(INPUT FOR THIS TASK Opens)
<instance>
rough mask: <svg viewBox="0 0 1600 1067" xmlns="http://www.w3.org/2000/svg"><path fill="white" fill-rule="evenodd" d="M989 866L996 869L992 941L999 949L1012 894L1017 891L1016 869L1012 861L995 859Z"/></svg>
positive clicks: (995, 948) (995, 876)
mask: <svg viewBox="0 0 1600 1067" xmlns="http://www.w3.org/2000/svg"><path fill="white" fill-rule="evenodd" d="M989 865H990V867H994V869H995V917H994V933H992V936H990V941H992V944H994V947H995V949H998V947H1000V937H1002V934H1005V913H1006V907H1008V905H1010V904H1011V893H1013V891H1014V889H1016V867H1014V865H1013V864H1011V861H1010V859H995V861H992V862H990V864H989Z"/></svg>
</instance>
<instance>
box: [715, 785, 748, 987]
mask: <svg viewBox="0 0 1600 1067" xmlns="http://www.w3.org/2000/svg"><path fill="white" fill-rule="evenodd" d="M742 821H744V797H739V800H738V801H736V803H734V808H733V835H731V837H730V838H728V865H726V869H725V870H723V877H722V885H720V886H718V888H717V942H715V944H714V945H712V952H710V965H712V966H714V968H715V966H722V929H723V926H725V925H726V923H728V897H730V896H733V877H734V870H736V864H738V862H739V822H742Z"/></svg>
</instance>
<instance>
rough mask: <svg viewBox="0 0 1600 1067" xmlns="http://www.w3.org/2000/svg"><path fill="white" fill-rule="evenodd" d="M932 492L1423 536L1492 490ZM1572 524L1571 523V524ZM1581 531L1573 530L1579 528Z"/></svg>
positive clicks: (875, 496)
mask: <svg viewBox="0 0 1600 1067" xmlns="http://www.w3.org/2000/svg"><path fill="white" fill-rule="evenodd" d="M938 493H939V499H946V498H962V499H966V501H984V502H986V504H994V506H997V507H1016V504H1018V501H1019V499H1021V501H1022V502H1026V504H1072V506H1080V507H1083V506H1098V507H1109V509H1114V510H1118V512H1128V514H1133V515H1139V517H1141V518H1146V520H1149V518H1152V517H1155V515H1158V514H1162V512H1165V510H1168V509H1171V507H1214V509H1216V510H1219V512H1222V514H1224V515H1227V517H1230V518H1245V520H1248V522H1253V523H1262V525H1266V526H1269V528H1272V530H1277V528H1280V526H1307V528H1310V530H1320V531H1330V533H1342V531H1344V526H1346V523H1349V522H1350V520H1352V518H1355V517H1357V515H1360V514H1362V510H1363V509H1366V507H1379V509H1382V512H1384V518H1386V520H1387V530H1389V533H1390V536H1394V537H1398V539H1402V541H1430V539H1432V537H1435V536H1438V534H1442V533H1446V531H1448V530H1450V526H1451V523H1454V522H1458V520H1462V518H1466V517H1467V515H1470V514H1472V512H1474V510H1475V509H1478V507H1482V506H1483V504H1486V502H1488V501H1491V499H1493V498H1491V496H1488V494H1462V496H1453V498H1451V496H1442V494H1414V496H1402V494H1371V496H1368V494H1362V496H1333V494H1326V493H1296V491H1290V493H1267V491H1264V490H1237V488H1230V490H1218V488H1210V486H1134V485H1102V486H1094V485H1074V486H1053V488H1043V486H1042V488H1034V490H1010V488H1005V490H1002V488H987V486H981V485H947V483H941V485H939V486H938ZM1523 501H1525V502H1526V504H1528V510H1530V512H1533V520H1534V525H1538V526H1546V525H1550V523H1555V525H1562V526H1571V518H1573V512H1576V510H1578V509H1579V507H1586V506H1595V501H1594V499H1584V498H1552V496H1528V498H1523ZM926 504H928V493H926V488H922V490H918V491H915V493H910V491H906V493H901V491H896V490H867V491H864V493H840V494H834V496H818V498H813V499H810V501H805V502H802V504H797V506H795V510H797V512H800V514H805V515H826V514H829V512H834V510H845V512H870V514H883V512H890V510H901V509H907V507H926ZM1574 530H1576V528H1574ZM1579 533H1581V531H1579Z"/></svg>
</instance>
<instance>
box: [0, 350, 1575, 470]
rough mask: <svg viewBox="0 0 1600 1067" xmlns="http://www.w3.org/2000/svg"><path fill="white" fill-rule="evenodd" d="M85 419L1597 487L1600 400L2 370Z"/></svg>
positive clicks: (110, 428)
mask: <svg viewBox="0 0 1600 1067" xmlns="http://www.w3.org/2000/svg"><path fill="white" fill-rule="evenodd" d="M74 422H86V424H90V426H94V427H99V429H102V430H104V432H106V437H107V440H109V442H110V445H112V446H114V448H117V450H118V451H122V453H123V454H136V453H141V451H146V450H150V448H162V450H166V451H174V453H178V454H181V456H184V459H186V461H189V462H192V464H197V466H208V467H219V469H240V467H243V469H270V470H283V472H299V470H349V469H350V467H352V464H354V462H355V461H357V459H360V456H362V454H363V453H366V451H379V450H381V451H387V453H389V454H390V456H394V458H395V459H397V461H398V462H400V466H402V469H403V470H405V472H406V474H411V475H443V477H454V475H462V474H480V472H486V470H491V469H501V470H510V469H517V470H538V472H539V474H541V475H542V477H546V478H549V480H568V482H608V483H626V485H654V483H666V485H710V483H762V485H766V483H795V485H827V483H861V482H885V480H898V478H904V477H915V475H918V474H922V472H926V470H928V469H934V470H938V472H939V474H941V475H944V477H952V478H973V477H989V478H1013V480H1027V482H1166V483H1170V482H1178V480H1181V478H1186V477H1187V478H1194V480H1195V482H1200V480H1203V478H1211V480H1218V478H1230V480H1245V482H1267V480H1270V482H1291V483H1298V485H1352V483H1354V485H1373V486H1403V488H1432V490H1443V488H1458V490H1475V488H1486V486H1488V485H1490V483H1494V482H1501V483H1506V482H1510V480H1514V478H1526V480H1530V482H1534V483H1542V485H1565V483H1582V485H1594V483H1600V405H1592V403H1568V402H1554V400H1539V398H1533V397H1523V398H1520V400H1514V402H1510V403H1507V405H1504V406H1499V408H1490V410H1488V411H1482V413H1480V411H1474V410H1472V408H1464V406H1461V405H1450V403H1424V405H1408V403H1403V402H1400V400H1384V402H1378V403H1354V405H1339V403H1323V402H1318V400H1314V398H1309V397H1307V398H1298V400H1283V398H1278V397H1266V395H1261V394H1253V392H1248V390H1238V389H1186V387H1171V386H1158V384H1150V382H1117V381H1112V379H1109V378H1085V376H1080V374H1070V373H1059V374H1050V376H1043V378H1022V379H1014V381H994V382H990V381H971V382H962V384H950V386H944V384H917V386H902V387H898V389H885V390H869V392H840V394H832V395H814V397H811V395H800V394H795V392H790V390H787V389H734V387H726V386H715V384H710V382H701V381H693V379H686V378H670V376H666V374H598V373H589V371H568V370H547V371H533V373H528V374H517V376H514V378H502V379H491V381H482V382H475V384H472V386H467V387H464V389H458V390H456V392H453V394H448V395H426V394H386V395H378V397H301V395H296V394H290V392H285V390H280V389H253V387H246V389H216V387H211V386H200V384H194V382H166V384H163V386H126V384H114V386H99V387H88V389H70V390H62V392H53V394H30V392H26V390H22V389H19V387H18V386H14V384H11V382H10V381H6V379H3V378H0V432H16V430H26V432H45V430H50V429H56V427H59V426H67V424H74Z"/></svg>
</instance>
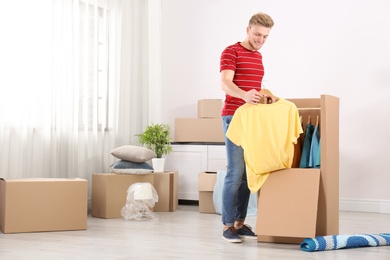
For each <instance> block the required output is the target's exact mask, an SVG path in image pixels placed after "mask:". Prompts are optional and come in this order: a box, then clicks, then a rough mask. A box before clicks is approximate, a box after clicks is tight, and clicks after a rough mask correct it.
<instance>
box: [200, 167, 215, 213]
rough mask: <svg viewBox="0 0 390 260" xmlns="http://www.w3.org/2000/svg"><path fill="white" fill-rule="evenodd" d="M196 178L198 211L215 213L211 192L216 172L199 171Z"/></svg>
mask: <svg viewBox="0 0 390 260" xmlns="http://www.w3.org/2000/svg"><path fill="white" fill-rule="evenodd" d="M198 179H199V181H198V190H199V212H201V213H215V208H214V199H213V192H214V186H215V183H216V182H217V173H216V172H212V173H209V172H207V173H206V172H201V173H199V178H198Z"/></svg>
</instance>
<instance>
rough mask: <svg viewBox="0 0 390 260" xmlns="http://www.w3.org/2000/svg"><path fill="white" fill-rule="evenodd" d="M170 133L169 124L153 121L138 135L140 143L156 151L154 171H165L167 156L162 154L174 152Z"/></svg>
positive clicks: (142, 144) (136, 135)
mask: <svg viewBox="0 0 390 260" xmlns="http://www.w3.org/2000/svg"><path fill="white" fill-rule="evenodd" d="M170 134H171V129H170V127H169V125H168V124H153V123H151V124H150V125H148V126H147V127H146V129H145V131H144V132H142V133H141V134H137V135H136V136H137V137H138V138H139V143H140V144H142V145H145V146H146V148H148V149H150V150H152V151H154V152H155V153H156V156H157V158H153V159H152V163H153V169H154V172H163V171H164V163H165V158H162V156H163V155H165V154H170V153H171V152H172V145H171V142H172V140H171V136H170Z"/></svg>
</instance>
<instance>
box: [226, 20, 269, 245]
mask: <svg viewBox="0 0 390 260" xmlns="http://www.w3.org/2000/svg"><path fill="white" fill-rule="evenodd" d="M273 25H274V22H273V20H272V18H271V17H270V16H269V15H267V14H265V13H257V14H255V15H253V16H252V17H251V19H250V20H249V24H248V27H247V28H246V33H247V36H246V38H245V40H244V41H242V42H237V43H235V44H233V45H230V46H228V47H227V48H226V49H225V50H224V51H223V52H222V55H221V62H220V72H221V87H222V90H223V91H224V92H226V98H225V104H224V107H223V109H222V122H223V130H224V133H225V134H226V131H227V129H228V127H229V124H230V121H231V119H232V117H233V115H234V112H235V111H236V109H237V108H238V107H240V106H241V105H243V104H245V103H252V104H256V103H258V102H259V101H260V98H262V97H261V95H260V94H259V90H260V89H261V83H262V79H263V76H264V67H263V61H262V56H261V54H260V52H259V51H258V50H259V49H260V48H261V47H262V46H263V44H264V43H265V41H266V40H267V37H268V35H269V33H270V30H271V28H272V27H273ZM225 145H226V153H227V164H228V167H227V174H226V177H225V182H224V186H223V190H222V223H223V225H224V229H223V235H222V238H223V239H224V240H226V241H229V242H232V243H240V242H242V240H241V238H251V239H257V237H256V235H255V233H254V232H253V231H252V230H251V227H249V226H248V225H245V218H246V214H247V208H248V202H249V196H250V191H249V188H248V185H247V178H246V171H245V161H244V153H243V149H242V148H241V147H240V146H236V145H235V144H233V143H232V142H231V141H230V140H229V139H228V138H226V137H225Z"/></svg>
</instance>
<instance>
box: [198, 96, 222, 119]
mask: <svg viewBox="0 0 390 260" xmlns="http://www.w3.org/2000/svg"><path fill="white" fill-rule="evenodd" d="M221 112H222V99H200V100H198V118H218V117H221Z"/></svg>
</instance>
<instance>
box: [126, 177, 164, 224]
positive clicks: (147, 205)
mask: <svg viewBox="0 0 390 260" xmlns="http://www.w3.org/2000/svg"><path fill="white" fill-rule="evenodd" d="M156 202H158V194H157V191H156V189H155V188H154V187H153V186H152V184H150V183H149V182H137V183H134V184H132V185H130V187H129V188H128V189H127V197H126V205H125V206H123V208H122V210H121V215H122V217H123V218H124V219H126V220H137V221H147V220H154V219H158V215H157V214H156V213H154V212H153V211H152V210H151V209H152V208H153V207H154V205H155V204H156Z"/></svg>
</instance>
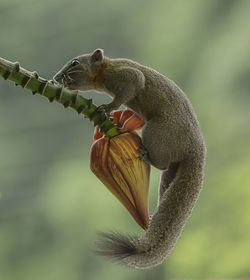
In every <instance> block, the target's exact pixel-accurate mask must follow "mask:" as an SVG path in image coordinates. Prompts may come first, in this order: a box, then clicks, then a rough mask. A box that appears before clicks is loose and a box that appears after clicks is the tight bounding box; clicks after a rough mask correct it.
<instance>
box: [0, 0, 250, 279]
mask: <svg viewBox="0 0 250 280" xmlns="http://www.w3.org/2000/svg"><path fill="white" fill-rule="evenodd" d="M249 14H250V1H247V0H242V1H240V0H238V1H232V0H228V1H226V0H224V1H223V0H211V1H202V0H190V1H186V0H177V1H170V0H169V1H163V0H162V1H157V0H156V1H146V0H144V1H143V0H138V1H133V0H127V1H117V0H103V1H96V0H91V1H90V0H86V1H83V0H78V1H74V0H72V1H66V0H62V1H59V0H54V1H50V0H43V1H31V0H23V1H19V0H11V1H9V0H0V26H1V27H0V38H1V44H0V56H1V57H4V58H6V59H8V60H11V61H16V60H17V61H19V62H20V63H21V65H22V66H23V67H25V68H26V69H29V70H37V71H38V72H39V74H40V75H41V76H43V77H46V78H51V77H52V76H53V74H54V73H55V71H56V70H57V69H58V68H60V67H61V66H62V65H63V64H64V63H65V62H66V61H67V60H68V59H70V58H72V57H74V56H76V55H79V54H82V53H88V52H91V51H93V50H94V49H95V48H98V47H100V48H103V49H104V51H105V53H106V55H108V56H110V57H127V58H131V59H134V60H136V61H138V62H141V63H142V64H145V65H148V66H151V67H153V68H155V69H156V70H158V71H160V72H161V73H163V74H165V75H166V76H168V77H169V78H171V79H173V80H174V81H176V83H177V84H178V85H179V86H180V87H181V88H183V89H184V90H185V92H186V93H187V95H188V97H189V98H190V100H191V102H192V103H193V105H194V108H195V110H196V112H197V114H198V117H199V120H200V122H201V125H202V128H203V131H204V135H205V139H206V142H207V147H208V160H207V174H206V181H205V185H204V189H203V191H202V194H201V197H200V199H199V202H198V204H197V207H196V208H195V211H194V213H193V215H192V217H191V219H190V221H189V223H188V225H187V226H186V228H185V231H184V233H183V235H182V238H181V239H180V241H179V242H178V244H177V246H176V248H175V250H174V252H173V253H172V255H171V256H170V257H169V258H168V259H167V260H166V261H165V262H164V264H163V265H161V266H159V267H157V268H155V269H153V270H149V271H137V270H133V269H127V268H124V267H120V266H118V265H115V264H112V263H109V262H107V261H105V260H104V259H102V258H100V257H97V256H95V255H94V254H92V253H91V248H92V247H93V243H94V240H95V239H96V232H97V231H108V230H110V229H114V230H118V231H120V232H122V233H130V234H137V235H139V234H141V233H142V232H141V230H140V228H139V227H138V226H137V225H136V224H135V222H134V221H133V220H132V218H131V217H130V216H129V214H128V213H127V212H126V210H125V209H124V208H123V207H122V205H121V204H120V203H119V202H118V201H117V200H116V198H115V197H114V196H113V195H112V194H111V193H110V192H108V190H107V189H106V188H105V187H104V186H103V185H102V184H101V183H100V182H99V181H98V179H97V178H96V177H95V176H94V175H93V174H92V173H91V171H90V169H89V159H88V154H89V149H90V146H91V143H92V133H93V127H92V124H91V123H90V122H89V121H87V120H84V119H83V117H82V116H78V115H77V114H76V113H75V112H74V111H72V110H70V109H67V110H66V109H64V108H63V107H62V106H61V105H59V104H57V103H52V104H50V103H48V102H47V100H45V99H44V98H41V97H40V96H32V94H31V93H30V92H28V91H27V90H23V89H22V88H20V87H17V88H16V87H14V84H13V83H11V82H9V81H8V82H6V81H4V80H3V79H2V78H1V79H0V157H1V160H0V198H1V199H0V248H1V249H0V279H1V280H19V279H20V280H27V279H28V280H29V279H35V280H44V279H46V280H59V279H60V280H64V279H65V280H66V279H67V280H68V279H71V280H80V279H93V280H97V279H98V280H99V279H120V280H123V279H130V280H135V279H136V280H140V279H146V280H147V279H199V278H201V279H202V278H209V279H215V278H216V279H220V278H234V279H238V278H247V277H250V145H249V144H250V129H249V127H250V125H249V121H250V119H249V117H250V110H249V108H250V107H249V103H250V63H249V61H250V32H249V30H250V17H249ZM84 95H85V96H87V97H90V96H91V97H92V98H93V100H94V101H95V103H96V104H98V105H99V104H102V103H105V102H109V98H108V97H105V96H102V95H98V94H95V93H88V94H84ZM158 182H159V172H158V171H157V170H153V172H152V175H151V186H150V210H151V212H152V211H153V209H154V207H155V205H156V200H157V185H158Z"/></svg>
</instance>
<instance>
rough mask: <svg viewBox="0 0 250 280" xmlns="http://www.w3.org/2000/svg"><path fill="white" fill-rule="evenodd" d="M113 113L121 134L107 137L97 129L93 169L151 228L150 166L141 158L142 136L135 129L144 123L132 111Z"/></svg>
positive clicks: (94, 147)
mask: <svg viewBox="0 0 250 280" xmlns="http://www.w3.org/2000/svg"><path fill="white" fill-rule="evenodd" d="M111 116H112V117H113V122H114V123H116V124H117V125H118V127H119V130H120V132H121V134H119V135H117V136H115V137H106V136H104V135H103V133H102V132H100V130H99V128H98V127H96V128H95V132H94V140H96V141H95V142H94V143H93V144H92V147H91V149H90V168H91V170H92V172H93V173H94V174H95V175H96V176H97V177H98V178H99V179H100V180H101V181H102V183H103V184H104V185H105V186H106V187H107V188H108V189H109V190H110V191H111V192H112V193H113V194H114V195H115V196H116V197H117V198H118V199H119V201H120V202H121V203H122V204H123V205H124V206H125V207H126V209H127V210H128V211H129V213H130V214H131V215H132V217H133V218H134V219H135V221H136V222H137V223H138V224H139V225H140V226H141V227H142V228H143V229H147V228H148V222H149V217H148V188H149V176H150V165H149V164H148V163H146V162H145V161H144V160H141V159H140V158H139V157H140V153H139V148H140V147H141V138H140V137H139V136H138V135H137V133H136V132H134V131H135V130H138V129H141V128H142V127H143V125H144V122H143V120H142V119H140V117H139V116H138V115H136V114H135V113H134V112H133V111H131V110H118V111H114V112H112V113H111Z"/></svg>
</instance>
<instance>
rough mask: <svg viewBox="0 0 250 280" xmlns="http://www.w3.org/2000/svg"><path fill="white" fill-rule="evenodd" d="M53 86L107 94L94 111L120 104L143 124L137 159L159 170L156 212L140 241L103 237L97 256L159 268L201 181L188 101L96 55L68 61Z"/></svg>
(INPUT FOR THIS TASK Closes)
REQUIRED ACTION>
Each line with the word "image" in the records above belongs in the result; copy all of them.

YOUR RESPONSE>
For each <instance> block the required output is the target's exact mask, an SVG path in image pixels placed after "mask:". Prompts are optional and come in this order: a box, then clicks, then a rough mask. A box before clicks is approximate, a box after clicks is tight, and clicks after a rough mask correct it.
In every <instance> block, the target's exact pixel-accurate mask must follow "mask:" as an SVG path in image coordinates. Prompts may come first, in this order: a box, then clicks, then a rough mask. A box that appears before clicks is loose and a box that appears after clicks is the tight bounding box; clicks after a rough mask correct it.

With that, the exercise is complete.